■ The problem ■
Could you output the complete listing given below exactly?

■ Listed entries ■
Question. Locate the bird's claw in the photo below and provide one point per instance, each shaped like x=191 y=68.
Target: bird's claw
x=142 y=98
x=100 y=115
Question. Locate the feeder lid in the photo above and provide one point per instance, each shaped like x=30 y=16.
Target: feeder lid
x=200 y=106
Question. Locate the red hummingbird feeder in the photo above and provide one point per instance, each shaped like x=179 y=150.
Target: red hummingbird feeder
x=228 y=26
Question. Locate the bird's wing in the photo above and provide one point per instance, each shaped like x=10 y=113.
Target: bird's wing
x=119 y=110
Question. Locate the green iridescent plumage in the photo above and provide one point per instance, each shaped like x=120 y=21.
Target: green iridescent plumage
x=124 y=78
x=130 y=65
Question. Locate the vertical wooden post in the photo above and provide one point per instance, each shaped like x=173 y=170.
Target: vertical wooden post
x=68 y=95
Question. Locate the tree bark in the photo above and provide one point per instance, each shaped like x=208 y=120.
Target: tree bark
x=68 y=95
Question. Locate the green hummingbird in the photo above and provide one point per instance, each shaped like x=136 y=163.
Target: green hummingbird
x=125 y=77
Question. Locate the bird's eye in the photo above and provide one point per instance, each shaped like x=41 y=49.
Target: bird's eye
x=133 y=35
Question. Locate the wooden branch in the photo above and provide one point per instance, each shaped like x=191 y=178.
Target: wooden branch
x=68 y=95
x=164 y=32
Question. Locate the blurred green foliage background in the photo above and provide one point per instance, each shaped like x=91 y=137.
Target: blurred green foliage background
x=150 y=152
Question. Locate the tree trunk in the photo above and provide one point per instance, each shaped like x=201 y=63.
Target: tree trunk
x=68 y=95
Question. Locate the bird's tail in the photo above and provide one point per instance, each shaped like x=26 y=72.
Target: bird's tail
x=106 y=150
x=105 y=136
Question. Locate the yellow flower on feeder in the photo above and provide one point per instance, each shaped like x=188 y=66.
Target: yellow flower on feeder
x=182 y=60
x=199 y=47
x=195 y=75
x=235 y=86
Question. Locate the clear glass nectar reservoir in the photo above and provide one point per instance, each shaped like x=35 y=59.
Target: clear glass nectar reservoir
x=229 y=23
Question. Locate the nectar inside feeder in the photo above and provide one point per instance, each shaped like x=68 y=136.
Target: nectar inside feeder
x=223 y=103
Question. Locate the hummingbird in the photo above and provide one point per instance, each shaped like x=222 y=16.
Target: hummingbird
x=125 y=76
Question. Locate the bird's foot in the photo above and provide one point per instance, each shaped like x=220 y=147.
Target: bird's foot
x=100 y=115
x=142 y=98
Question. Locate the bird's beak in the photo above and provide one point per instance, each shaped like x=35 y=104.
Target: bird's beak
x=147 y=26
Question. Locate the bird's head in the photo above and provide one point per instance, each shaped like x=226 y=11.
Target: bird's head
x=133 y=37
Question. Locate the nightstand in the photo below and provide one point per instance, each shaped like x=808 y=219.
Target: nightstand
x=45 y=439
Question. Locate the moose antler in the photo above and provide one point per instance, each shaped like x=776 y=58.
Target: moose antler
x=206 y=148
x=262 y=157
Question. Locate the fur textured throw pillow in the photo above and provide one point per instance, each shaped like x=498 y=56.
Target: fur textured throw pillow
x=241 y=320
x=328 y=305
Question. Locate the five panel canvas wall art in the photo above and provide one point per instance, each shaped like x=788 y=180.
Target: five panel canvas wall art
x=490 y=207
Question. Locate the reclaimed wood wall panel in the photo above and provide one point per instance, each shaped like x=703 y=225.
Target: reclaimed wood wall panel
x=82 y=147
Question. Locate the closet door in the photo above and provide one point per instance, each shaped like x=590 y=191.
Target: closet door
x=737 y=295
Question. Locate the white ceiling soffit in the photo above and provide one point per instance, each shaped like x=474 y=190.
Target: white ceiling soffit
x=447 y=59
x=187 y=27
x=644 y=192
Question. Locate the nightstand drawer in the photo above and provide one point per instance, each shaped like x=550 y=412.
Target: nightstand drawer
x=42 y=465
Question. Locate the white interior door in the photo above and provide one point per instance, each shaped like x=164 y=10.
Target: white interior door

■ Exercise solution ■
Question. Locate the bird's claw in the photo below and provide one point per instance, each shaped like x=191 y=68.
Target: bird's claw
x=142 y=98
x=100 y=115
Question. Locate the feeder lid in the photo above and provide one point per instance, each shaped like x=30 y=16.
Target: feeder lid
x=200 y=106
Question. Locate the red hummingbird feeder in the photo above and provide one point per instance, each shaped like x=179 y=150.
Target: red hummingbird feeder
x=228 y=26
Question. Locate the bird's wing in the photo above and provide one point per instance, each shaped like x=10 y=113.
Target: bird's wing
x=119 y=110
Question. Locate the green iridescent plumage in the photo above and provide one point per instance, each shaped like x=120 y=21.
Target: green iridescent plumage
x=124 y=78
x=130 y=65
Question. Locate the vertical wooden post in the photo above and provide one point per instance, each shaped like x=173 y=170.
Target: vertical wooden post
x=68 y=95
Question. Locate the tree bark in the photo above and provide one point per instance, each shaped like x=208 y=120.
Target: tree bark
x=68 y=95
Question. Locate the green hummingbird in the photo above and provide one point per instance, each shaped like x=136 y=163.
Target: green hummingbird
x=125 y=77
Question. Locate the bird's eye in the photo above and provide one point per instance, each shaped like x=41 y=49.
Target: bird's eye
x=133 y=35
Question. Locate the wooden branch in the photo above and provide one point per instance, each shaped like x=191 y=178.
Target: wooden branch
x=68 y=95
x=164 y=32
Question. Locate the blurred green foliage background in the photo above and provide one point per instance, each shaped like x=91 y=137.
Target: blurred green foliage background
x=150 y=152
Question. Locate the tree trunk in the photo above and provide one point per instance, each shaped like x=201 y=63.
Target: tree trunk
x=68 y=95
Question. Locate the bird's tail in the photo above and provide one point per instance, each shaped like x=26 y=72.
Target: bird's tail
x=106 y=150
x=105 y=136
Question. Locate the yellow flower on feeder in the photo above and provide one point per instance, each shaped like x=188 y=66.
Target: yellow flower on feeder
x=182 y=60
x=199 y=47
x=195 y=75
x=235 y=86
Question. Locate the clear glass nectar reservoir in the photo above and provide one point per instance, each shaped like x=35 y=59.
Target: clear glass nectar reservoir
x=229 y=23
Question. Locate the nectar inside feeder in the photo above and provide one point per instance, each shaped like x=68 y=136.
Target: nectar inside feeder
x=223 y=103
Question. Locate the hummingbird in the photo above and provide one point per instance, each shaped like x=222 y=16.
Target: hummingbird
x=125 y=76
Question. Locate the bird's foot in the photo above and provide one point per instance, each shaped like x=220 y=147.
Target: bird's foot
x=100 y=115
x=142 y=98
Question. Locate the bird's beak in the photo above and provide one point per instance, each shaped like x=35 y=104.
Target: bird's beak
x=147 y=26
Question. Locate the bird's head in the photo above and provide one point per instance, each shaped like x=226 y=11.
Target: bird's head
x=133 y=37
Question. Locate the nightstand in the photo below and provide one point per instance, each shaped like x=808 y=219.
Target: nightstand
x=45 y=439
Question. Locate the moose antler in the photo above and provide one point per instance, each shaped like x=776 y=58.
Target: moose antler
x=206 y=148
x=262 y=157
Question. Locate the fur textured throw pillow in the photo above and provide one point per instance, each shaped like x=498 y=56.
Target: fur textured throw pillow
x=241 y=320
x=328 y=305
Question. Locate the five panel canvas wall art in the photo above and provide one point per instance, each shaped like x=788 y=180.
Target: five panel canvas wall art
x=490 y=207
Question. Locate the reclaimed wood wall panel in the photo above and provide one point per instance, each shaped like x=703 y=225.
Target: reclaimed wood wall panel
x=82 y=147
Question. Locate the closet door in the photo above and provide one point per instance, each shaped like x=590 y=191.
Target: closet door
x=737 y=295
Question. Locate the white ceiling soffit in the photo above and provide one point per instance, each shaped like x=474 y=190.
Target: white ceiling soffit
x=447 y=59
x=187 y=27
x=644 y=192
Question. Locate the nightstand drawer in the photo above and provide one point per instance, each shaped like x=550 y=412.
Target: nightstand drawer
x=42 y=465
Question. Locate the white interior door in the photo above and provide one point per instance, each shaped like x=164 y=10.
Target: white interior door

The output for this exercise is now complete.